Available data
<<<<

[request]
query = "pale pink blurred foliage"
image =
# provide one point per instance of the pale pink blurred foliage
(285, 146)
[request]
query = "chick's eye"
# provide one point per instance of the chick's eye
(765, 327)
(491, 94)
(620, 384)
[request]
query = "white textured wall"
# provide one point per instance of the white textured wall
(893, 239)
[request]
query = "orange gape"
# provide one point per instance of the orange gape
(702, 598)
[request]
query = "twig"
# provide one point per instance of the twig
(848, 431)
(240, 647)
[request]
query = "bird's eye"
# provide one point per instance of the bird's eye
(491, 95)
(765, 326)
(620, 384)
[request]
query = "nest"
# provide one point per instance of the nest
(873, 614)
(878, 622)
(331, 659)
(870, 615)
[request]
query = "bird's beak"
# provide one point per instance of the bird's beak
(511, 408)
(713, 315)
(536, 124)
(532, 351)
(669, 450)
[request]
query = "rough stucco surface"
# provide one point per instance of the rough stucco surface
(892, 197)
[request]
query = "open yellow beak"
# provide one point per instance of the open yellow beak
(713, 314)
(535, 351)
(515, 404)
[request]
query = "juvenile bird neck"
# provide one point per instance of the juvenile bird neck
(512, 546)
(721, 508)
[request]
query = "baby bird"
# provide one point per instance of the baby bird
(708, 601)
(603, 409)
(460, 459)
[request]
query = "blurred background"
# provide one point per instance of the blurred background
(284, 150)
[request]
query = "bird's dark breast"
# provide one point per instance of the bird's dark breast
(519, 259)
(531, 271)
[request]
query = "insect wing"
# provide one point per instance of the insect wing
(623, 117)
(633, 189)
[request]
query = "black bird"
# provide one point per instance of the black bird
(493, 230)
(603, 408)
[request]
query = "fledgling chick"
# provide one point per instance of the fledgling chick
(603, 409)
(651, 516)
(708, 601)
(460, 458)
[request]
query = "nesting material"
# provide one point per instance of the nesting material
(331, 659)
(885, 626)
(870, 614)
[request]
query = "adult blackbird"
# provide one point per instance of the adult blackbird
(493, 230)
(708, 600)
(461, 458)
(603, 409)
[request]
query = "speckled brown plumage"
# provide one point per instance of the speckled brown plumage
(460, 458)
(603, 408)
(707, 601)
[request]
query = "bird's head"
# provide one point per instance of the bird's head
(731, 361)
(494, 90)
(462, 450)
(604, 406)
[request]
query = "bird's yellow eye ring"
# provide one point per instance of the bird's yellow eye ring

>>>>
<<<<

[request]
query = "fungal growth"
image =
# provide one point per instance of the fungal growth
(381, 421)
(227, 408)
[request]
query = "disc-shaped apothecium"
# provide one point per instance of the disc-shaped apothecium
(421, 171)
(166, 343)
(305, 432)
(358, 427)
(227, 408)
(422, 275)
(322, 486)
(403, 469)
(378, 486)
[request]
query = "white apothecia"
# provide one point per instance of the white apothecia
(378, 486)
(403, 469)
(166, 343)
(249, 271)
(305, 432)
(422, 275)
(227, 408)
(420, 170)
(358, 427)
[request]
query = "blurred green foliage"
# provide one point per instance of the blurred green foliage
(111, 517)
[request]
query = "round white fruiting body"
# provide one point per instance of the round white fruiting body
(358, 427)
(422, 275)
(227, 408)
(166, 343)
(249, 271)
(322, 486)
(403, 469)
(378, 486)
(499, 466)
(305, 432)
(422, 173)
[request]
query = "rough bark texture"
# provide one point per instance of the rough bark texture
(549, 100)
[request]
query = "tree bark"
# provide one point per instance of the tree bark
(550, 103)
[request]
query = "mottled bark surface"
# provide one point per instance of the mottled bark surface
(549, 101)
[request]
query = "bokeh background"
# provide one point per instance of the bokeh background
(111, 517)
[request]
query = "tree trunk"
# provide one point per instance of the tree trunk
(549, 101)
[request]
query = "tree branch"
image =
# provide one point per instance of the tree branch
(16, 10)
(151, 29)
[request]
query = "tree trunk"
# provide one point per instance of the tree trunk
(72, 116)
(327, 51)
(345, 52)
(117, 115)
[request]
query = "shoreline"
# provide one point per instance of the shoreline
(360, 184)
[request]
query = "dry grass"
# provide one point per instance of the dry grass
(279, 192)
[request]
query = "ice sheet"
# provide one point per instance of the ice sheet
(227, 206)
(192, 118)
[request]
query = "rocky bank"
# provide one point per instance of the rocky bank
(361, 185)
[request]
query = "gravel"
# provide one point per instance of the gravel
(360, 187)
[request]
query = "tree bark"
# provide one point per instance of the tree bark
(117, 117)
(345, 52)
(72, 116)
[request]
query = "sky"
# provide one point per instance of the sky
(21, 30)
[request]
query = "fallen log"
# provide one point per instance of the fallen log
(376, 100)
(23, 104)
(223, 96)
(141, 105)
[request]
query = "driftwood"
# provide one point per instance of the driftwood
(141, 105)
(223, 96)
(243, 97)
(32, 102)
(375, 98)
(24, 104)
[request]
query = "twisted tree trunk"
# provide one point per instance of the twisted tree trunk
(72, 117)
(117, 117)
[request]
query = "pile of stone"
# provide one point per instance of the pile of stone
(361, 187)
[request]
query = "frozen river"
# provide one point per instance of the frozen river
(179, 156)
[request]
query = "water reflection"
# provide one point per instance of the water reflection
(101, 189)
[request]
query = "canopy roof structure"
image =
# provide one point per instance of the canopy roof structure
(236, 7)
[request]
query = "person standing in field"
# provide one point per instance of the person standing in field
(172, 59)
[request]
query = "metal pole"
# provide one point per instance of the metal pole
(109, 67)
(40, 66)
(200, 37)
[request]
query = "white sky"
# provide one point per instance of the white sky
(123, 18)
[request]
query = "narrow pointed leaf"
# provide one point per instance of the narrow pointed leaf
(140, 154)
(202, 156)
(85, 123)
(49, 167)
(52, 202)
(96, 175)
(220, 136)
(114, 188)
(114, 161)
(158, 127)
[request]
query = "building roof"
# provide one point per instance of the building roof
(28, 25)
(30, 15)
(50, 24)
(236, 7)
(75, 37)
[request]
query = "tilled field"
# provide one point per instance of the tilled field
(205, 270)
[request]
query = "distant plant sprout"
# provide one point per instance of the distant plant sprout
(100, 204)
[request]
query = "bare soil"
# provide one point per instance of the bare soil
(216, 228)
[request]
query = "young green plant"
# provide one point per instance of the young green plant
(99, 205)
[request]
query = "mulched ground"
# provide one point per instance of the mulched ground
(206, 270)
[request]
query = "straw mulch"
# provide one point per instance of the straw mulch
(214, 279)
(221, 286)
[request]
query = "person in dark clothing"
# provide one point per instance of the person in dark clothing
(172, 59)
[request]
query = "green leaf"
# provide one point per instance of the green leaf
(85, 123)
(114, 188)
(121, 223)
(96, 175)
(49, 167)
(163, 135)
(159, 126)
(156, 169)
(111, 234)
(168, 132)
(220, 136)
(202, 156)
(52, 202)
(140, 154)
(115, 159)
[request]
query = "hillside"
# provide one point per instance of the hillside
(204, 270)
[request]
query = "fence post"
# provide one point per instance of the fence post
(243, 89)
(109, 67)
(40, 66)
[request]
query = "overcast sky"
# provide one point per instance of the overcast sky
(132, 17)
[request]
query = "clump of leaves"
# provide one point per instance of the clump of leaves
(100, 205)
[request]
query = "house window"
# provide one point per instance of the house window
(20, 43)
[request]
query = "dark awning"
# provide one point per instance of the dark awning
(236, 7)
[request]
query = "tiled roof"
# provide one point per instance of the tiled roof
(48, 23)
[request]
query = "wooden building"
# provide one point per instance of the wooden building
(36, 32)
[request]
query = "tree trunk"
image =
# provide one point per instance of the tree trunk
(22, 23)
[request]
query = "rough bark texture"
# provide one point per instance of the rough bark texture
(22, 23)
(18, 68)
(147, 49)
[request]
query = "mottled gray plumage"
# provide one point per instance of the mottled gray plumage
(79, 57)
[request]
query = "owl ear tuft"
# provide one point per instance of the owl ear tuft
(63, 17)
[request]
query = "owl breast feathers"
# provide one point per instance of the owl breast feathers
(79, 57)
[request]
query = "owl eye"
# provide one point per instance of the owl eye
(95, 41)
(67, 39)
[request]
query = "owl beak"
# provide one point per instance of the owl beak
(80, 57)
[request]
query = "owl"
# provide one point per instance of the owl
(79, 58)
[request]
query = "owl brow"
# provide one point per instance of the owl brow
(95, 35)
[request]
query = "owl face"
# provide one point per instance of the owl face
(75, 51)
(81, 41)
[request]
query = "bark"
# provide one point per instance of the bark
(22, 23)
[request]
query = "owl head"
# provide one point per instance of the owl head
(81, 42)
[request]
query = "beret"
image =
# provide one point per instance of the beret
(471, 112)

>>>>

Problem to solve
Extract, from the material above, each line holding the word "ring".

Solution to this task
query = "bird's yellow eye ring"
# provide one point per instance of the bird's yellow eye ring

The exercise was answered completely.